*Exercise directions*
Which lines in the data below contain the word "tree"? List each of those lines in full, treating uppercase and lowercase as different.

*Dataset excerpts*
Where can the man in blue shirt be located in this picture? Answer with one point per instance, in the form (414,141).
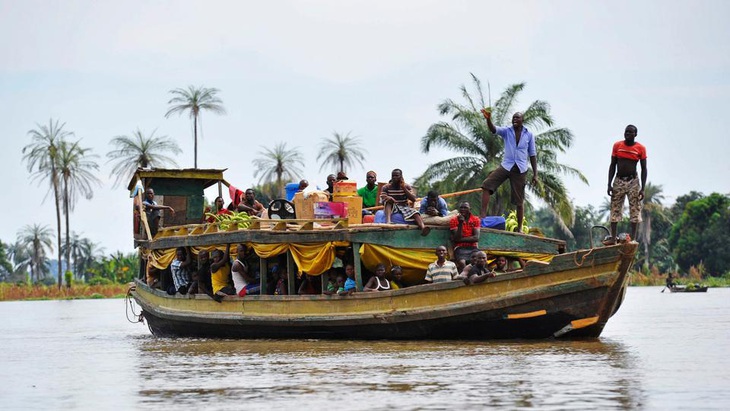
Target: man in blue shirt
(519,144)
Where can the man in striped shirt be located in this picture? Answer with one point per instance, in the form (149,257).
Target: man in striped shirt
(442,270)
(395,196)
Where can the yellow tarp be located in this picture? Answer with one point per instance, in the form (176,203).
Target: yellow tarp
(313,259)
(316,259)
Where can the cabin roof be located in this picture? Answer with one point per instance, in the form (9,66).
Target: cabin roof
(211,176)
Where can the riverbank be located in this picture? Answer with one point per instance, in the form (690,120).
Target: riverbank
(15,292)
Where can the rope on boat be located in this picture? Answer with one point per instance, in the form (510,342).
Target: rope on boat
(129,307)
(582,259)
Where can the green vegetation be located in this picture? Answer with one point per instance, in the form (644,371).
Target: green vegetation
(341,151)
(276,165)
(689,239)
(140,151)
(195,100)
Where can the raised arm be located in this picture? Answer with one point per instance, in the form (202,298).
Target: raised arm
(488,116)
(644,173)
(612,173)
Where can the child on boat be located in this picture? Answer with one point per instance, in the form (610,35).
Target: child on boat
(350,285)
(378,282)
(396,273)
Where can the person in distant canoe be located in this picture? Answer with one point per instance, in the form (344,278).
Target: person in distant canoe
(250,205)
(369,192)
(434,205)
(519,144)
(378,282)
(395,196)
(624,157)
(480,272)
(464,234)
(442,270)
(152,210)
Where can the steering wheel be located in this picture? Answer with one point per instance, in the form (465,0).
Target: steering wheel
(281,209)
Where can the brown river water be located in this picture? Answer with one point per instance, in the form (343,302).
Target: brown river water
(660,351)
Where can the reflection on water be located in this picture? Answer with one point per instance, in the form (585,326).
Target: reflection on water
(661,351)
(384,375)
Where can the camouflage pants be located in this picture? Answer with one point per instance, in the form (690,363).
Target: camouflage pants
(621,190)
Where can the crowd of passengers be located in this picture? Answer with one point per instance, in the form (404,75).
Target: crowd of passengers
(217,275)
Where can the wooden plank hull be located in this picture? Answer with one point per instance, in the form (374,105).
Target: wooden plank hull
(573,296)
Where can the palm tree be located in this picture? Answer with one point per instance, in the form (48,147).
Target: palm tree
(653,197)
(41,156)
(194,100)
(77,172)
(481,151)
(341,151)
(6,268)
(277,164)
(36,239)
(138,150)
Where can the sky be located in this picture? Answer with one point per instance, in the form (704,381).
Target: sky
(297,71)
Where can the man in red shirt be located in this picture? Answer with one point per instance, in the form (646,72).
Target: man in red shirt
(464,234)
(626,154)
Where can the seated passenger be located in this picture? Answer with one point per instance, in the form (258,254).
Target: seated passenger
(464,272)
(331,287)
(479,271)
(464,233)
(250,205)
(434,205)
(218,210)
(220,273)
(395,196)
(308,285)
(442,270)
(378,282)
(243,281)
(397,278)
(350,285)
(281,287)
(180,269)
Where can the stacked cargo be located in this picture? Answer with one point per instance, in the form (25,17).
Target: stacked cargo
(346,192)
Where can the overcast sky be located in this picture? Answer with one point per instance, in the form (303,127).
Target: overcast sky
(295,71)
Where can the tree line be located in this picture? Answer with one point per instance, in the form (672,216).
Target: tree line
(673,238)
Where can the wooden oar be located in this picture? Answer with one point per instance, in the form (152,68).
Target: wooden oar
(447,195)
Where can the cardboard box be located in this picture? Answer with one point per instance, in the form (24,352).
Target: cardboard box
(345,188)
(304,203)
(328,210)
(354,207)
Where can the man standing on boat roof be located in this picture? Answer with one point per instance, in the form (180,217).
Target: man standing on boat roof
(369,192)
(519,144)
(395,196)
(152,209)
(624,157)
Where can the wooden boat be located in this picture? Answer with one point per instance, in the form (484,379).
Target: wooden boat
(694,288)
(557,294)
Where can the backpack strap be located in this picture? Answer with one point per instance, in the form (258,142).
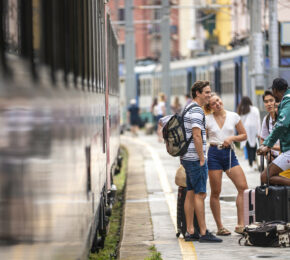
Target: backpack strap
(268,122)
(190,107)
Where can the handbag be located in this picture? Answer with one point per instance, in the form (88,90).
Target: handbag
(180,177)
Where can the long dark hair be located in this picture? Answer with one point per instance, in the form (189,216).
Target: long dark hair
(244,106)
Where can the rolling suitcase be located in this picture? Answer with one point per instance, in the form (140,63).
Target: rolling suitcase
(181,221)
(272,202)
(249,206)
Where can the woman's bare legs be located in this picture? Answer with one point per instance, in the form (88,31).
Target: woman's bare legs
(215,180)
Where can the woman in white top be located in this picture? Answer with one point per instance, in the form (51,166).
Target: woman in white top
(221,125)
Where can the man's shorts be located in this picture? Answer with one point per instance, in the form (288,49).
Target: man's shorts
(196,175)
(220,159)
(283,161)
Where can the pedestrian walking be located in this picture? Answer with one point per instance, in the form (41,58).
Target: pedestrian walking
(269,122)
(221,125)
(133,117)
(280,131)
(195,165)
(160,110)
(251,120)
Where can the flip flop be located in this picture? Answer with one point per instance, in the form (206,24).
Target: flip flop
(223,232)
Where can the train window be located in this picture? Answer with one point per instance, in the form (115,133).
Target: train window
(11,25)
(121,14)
...
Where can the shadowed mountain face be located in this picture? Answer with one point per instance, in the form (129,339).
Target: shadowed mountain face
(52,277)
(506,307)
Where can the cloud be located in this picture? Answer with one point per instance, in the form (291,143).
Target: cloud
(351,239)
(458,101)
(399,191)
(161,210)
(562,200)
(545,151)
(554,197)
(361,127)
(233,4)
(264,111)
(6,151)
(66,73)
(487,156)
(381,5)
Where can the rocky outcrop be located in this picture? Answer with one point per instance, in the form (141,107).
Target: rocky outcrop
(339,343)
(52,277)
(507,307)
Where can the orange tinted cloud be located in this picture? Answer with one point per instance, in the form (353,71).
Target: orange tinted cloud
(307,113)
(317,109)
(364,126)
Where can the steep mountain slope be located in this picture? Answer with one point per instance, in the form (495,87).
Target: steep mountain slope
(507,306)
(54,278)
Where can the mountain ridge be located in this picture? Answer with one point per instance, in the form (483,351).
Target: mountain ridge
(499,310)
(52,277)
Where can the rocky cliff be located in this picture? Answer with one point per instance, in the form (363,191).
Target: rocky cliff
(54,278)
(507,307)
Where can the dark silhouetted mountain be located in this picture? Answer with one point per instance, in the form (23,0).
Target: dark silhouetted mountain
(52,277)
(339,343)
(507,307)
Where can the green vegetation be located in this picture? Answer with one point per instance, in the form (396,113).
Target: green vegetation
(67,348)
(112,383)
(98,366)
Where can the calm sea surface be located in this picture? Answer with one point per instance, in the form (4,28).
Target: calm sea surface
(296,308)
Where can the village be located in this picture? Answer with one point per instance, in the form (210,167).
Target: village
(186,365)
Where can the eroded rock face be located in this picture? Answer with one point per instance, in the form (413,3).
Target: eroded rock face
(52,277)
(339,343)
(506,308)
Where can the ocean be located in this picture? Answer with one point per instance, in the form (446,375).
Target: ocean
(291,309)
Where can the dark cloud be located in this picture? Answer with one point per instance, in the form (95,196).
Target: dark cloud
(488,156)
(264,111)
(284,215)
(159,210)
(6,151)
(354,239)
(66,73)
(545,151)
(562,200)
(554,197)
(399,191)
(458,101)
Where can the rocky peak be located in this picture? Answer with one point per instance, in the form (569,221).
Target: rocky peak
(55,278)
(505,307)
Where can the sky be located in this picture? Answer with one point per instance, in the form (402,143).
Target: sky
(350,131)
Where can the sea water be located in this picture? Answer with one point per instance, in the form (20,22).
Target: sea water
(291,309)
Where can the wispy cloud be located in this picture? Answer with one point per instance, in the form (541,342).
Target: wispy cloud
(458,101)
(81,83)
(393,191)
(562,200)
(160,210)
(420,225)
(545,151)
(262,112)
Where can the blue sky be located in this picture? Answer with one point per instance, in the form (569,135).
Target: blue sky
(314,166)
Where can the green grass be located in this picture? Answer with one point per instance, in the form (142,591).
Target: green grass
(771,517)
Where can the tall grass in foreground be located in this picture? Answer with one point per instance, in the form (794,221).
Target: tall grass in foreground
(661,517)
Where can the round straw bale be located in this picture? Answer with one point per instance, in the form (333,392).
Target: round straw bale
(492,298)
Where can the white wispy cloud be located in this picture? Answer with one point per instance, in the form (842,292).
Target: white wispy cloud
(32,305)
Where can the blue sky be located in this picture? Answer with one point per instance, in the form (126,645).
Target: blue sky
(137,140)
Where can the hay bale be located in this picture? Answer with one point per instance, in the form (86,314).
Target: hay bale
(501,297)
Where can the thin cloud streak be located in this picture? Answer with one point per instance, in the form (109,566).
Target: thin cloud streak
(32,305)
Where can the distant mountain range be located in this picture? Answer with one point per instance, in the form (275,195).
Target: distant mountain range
--
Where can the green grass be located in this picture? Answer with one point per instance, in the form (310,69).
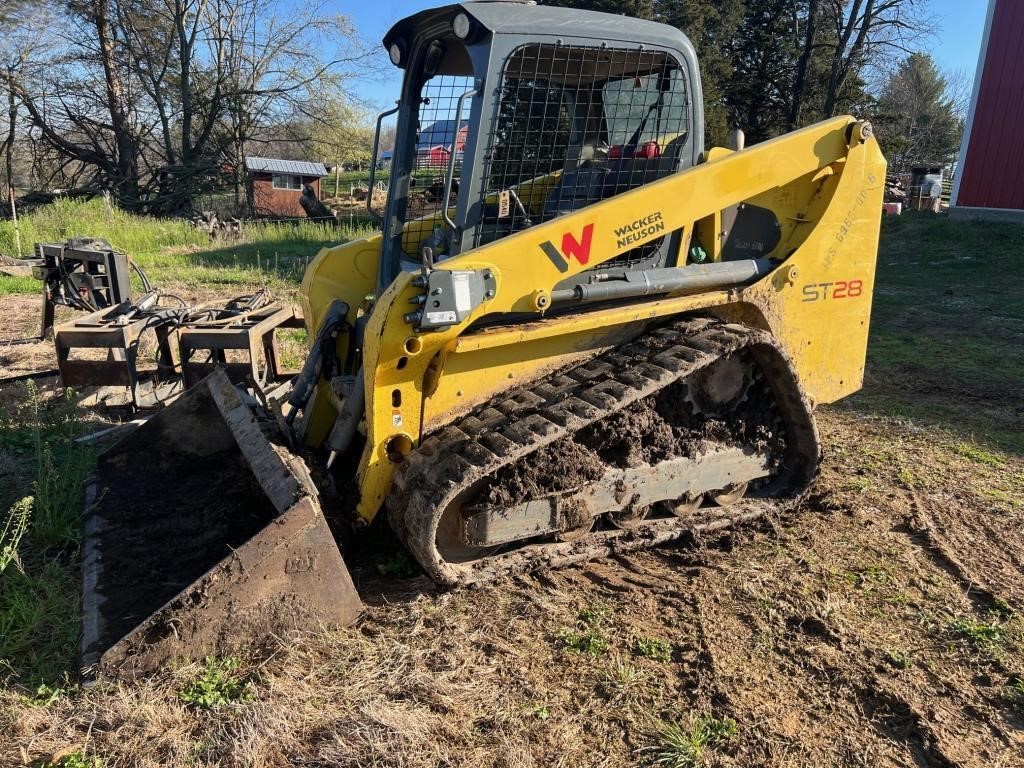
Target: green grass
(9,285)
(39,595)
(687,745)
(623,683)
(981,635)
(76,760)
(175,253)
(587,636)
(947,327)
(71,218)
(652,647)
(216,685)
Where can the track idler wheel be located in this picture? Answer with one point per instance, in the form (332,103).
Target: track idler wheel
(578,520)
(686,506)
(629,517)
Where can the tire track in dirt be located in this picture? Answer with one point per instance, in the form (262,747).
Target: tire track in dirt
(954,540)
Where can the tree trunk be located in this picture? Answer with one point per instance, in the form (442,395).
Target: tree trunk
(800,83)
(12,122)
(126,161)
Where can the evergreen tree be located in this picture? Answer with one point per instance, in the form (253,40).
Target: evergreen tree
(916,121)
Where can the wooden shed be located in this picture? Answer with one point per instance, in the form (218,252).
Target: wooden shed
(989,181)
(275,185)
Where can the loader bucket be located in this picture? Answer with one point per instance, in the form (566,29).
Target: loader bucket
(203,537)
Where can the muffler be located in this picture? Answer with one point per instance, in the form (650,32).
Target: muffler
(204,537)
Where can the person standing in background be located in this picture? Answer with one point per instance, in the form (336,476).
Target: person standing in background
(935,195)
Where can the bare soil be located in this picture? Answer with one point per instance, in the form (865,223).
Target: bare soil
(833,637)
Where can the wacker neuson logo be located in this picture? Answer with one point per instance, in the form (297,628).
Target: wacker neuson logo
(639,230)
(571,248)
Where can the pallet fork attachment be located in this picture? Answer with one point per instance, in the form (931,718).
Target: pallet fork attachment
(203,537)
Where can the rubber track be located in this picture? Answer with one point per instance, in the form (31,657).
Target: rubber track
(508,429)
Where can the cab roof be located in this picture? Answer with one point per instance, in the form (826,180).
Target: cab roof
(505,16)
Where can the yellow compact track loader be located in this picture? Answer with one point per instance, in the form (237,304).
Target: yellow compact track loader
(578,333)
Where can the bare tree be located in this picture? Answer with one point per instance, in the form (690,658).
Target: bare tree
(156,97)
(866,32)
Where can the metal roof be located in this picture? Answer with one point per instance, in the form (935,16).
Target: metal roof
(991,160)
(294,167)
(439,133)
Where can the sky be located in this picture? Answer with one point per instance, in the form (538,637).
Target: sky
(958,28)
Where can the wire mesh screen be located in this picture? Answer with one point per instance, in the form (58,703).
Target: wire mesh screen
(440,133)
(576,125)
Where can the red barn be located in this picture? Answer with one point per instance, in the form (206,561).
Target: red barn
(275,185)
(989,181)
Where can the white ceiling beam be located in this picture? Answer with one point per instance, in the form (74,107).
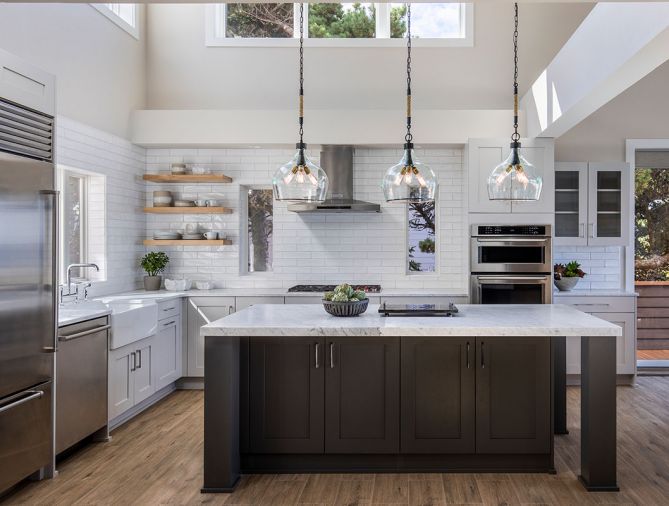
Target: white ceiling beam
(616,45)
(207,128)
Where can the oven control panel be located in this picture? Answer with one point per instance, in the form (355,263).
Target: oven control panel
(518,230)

*Reply to the task*
Where can the palm tree be located in this picture? Answer with one point per instance, in the form (48,147).
Target: palm tree
Where can the tree line be located in this picture? Answer with one point per instance, in the form (672,216).
Target: tree line
Where can the tree trunk be located in this picture? Answer with one point per instance, in the form (442,395).
Target: tree trunk
Where can the evergreen tree be located in this picture? Answer with one point per instance, in the form (253,40).
Target: evergreen tree
Where can the bare tree be located in this picture? Answer with one point per instance, in the form (690,658).
Target: bare tree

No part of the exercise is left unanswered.